Read the data and repeat it in full, exactly.

·····

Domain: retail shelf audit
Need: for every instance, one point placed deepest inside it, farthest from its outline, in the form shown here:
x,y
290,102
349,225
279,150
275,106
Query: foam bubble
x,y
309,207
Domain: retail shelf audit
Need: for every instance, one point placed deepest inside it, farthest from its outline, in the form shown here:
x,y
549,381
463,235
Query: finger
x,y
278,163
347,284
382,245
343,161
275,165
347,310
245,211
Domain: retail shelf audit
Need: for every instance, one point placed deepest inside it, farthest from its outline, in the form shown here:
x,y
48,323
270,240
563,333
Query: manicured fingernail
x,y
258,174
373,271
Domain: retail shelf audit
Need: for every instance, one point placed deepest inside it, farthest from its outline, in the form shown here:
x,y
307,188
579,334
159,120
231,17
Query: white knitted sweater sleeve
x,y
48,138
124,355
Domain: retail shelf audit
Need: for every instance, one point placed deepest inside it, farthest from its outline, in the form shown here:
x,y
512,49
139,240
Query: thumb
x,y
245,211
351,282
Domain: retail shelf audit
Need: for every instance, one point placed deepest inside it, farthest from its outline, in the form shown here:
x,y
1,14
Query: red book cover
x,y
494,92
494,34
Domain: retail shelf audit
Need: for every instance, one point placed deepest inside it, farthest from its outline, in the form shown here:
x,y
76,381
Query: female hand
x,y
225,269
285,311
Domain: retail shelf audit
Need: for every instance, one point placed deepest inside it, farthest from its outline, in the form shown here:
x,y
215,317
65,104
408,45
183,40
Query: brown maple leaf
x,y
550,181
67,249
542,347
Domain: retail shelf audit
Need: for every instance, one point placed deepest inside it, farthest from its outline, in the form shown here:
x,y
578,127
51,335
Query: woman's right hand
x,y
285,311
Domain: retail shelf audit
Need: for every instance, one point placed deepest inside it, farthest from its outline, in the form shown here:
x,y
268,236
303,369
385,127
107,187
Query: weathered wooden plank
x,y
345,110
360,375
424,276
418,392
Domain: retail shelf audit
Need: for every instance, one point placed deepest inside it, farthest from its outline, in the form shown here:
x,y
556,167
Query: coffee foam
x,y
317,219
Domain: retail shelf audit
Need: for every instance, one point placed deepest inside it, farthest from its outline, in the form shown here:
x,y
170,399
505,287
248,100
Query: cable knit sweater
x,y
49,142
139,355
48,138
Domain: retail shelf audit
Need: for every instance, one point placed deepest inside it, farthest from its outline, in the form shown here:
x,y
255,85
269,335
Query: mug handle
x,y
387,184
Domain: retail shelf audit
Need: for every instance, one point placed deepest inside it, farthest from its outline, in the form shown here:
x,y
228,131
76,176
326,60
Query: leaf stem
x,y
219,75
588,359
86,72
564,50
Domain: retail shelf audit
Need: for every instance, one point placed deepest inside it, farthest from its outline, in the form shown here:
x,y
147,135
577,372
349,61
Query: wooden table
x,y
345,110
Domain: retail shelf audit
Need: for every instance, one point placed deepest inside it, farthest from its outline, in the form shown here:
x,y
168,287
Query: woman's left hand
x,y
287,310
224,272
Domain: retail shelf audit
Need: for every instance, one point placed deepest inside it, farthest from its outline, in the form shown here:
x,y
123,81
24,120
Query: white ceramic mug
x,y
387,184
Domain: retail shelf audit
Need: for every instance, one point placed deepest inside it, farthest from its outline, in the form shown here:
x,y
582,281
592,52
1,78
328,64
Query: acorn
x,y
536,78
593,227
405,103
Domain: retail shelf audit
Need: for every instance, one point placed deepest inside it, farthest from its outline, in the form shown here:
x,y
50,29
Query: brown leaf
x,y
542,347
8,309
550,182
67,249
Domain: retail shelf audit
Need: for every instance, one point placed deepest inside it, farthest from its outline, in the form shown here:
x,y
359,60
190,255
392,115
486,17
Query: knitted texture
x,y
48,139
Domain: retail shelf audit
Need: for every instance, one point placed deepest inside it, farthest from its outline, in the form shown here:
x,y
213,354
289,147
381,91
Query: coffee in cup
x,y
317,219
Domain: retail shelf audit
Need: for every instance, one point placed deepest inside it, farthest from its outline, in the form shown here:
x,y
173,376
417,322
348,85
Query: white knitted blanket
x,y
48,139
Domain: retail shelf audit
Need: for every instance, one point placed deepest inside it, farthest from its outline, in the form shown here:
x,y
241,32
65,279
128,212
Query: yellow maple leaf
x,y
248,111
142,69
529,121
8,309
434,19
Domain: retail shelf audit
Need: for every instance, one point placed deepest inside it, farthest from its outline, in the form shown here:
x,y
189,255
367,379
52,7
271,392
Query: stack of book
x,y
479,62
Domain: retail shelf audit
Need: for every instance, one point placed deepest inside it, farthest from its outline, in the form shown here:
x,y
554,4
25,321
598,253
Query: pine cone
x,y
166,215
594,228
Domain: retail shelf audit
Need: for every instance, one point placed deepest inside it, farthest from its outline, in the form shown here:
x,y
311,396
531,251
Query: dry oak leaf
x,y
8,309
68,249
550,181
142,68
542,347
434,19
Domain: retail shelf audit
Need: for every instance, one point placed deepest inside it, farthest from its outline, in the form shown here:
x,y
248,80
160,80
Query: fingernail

·····

▸ **Solution for this exercise**:
Domain: retail shelf audit
Need: for every instance, one point placed deepest inside it, farthest from its outline, in the form shown here:
x,y
290,102
349,225
279,150
275,106
Query: foam bubble
x,y
309,207
Domain: retail shelf audit
Need: for every instance, one point placed deepest inside it, farthest from its outline, in the form shown here:
x,y
549,381
463,235
Query: finger
x,y
278,163
347,284
382,245
343,161
275,165
347,310
245,211
Domain: retail shelf audit
Need: for every instance, one point placed deepest inside it, farthest from its outline, in the form shown here:
x,y
48,323
270,240
563,333
Query: manicured fingernail
x,y
258,174
373,271
Domain: retail shelf audit
Need: for every instance, one point placed deepest inside it, farthest from its outline, in the form shown here:
x,y
307,188
579,334
159,120
231,17
Query: white knitted sweater sleeve
x,y
48,138
124,355
Domain: retail shelf audit
Need: for every instance, one point placed deepest inside it, farthest from its outline, in the form shown here:
x,y
512,49
139,240
Query: thumb
x,y
245,211
351,282
Domain: retail shelf audit
Need: for every instance, one point placed deepest inside it, farthest from its outline, in the form shown here:
x,y
1,14
Query: red book cover
x,y
494,92
494,34
Domain: retail shelf audit
Need: for every instance, one point placed deepest inside it, farthest from its outline, in the form shown here:
x,y
76,381
Query: female hand
x,y
225,269
285,311
Domain: retail shelf audit
Need: for every instance, one point placed deepest inside it, farthest from its outline, in the form shown here:
x,y
215,317
65,104
408,45
183,40
Query: brown maple leaf
x,y
550,181
67,249
542,347
Domain: retail shelf audit
Need: for every instance, one point placed deepest inside it, farthest from its outline, in the form shown here:
x,y
578,127
51,335
Query: woman's right hand
x,y
285,311
Domain: retail shelf audit
Need: for every instance, one point placed deepest inside it, farthest from its outline, in the form shown here:
x,y
268,236
303,369
385,127
107,187
Query: weathered wooden plank
x,y
345,110
360,375
424,276
418,392
Domain: retail shelf audit
Need: for every instance, one point placed deepest inside it, farthest from its outline, in the form shown here:
x,y
556,167
Query: coffee foam
x,y
317,219
Domain: retail shelf audit
Need: for every instance, one point placed deepest inside it, farthest from its outline, in the form shown here:
x,y
170,399
505,287
248,100
Query: cable knit sweater
x,y
49,142
139,355
48,138
Domain: retail shelf audit
Need: for every instance, one point placed deepest inside it, farthest from its outline, in the form shown here:
x,y
255,85
269,335
Query: mug handle
x,y
387,184
Domain: retail shelf audit
Need: for every instance, one point placed deepest inside it, farthest from its outline, in the form shown here:
x,y
228,131
76,176
326,60
Query: leaf stem
x,y
219,75
588,359
86,72
564,50
Domain: retail shelf audit
Need: for every instance, one point placed deepest inside it, farthest from its outline, in the form shown here:
x,y
147,135
577,372
349,61
Query: wooden table
x,y
345,110
Domain: retail shelf audit
Need: for every instance, one point placed deepest inside it, farthest from its outline, in the form shown here:
x,y
168,287
Query: woman's left hand
x,y
287,310
224,272
Domain: retail shelf audit
Need: for every instance, one point placed deepest inside it, farthest from its outline, in the form shown here:
x,y
123,81
24,120
Query: white ceramic mug
x,y
387,184
Domain: retail shelf audit
Need: for every instance, one point placed deepest inside it, farthest from its outline, in the form shown here:
x,y
582,281
592,52
1,78
328,64
Query: acorn
x,y
536,78
593,227
405,103
Domain: retail shelf audit
Need: for every instance, one point placed deepest inside it, farthest from its outline, in the form shown here:
x,y
50,29
Query: brown leaf
x,y
542,347
8,309
550,182
67,249
Domain: retail shelf audit
Need: for every instance, one point placed deepest inside it, farthest from its outline, in the form shown here:
x,y
359,60
190,255
392,115
486,17
Query: knitted texture
x,y
48,139
Domain: retail shelf audit
Need: for every instance, one point placed deepest inside it, farthest from its outline, in the form shown here:
x,y
213,354
289,147
381,91
Query: coffee in cup
x,y
317,219
Domain: retail shelf audit
Need: for every instance, one point placed deepest inside it, farthest from its outline, in the form shown here:
x,y
173,376
417,322
348,85
Query: white knitted blanket
x,y
48,139
Domain: retail shelf audit
Need: for every instance, one point placed deepest inside it, farthest from its outline, in the form shown here:
x,y
241,32
65,279
128,212
Query: yellow maple leaf
x,y
248,111
142,69
529,121
8,309
434,19
Domain: retail shelf audit
Need: for every instance, one point placed deepest inside it, farthest from its outline, in the form shown here:
x,y
189,255
367,379
52,7
271,392
Query: stack of book
x,y
479,62
Domain: retail shelf audit
Need: for every instance, one point placed deepest inside it, farthest from its outline, in the form shown here:
x,y
554,4
25,321
598,253
Query: pine cone
x,y
166,215
594,228
Domain: retail shelf audit
Need: for every instance, one point placed deepest inside it, farthest from its outline, in the form shown here:
x,y
311,396
531,251
Query: dry oak leaf
x,y
8,309
68,249
550,181
142,68
542,347
434,19
Domain: retail shelf audit
Need: for every instance, one point placed deepest inside it, farthest from its outline, in the form shown here:
x,y
248,80
160,80
Query: fingernail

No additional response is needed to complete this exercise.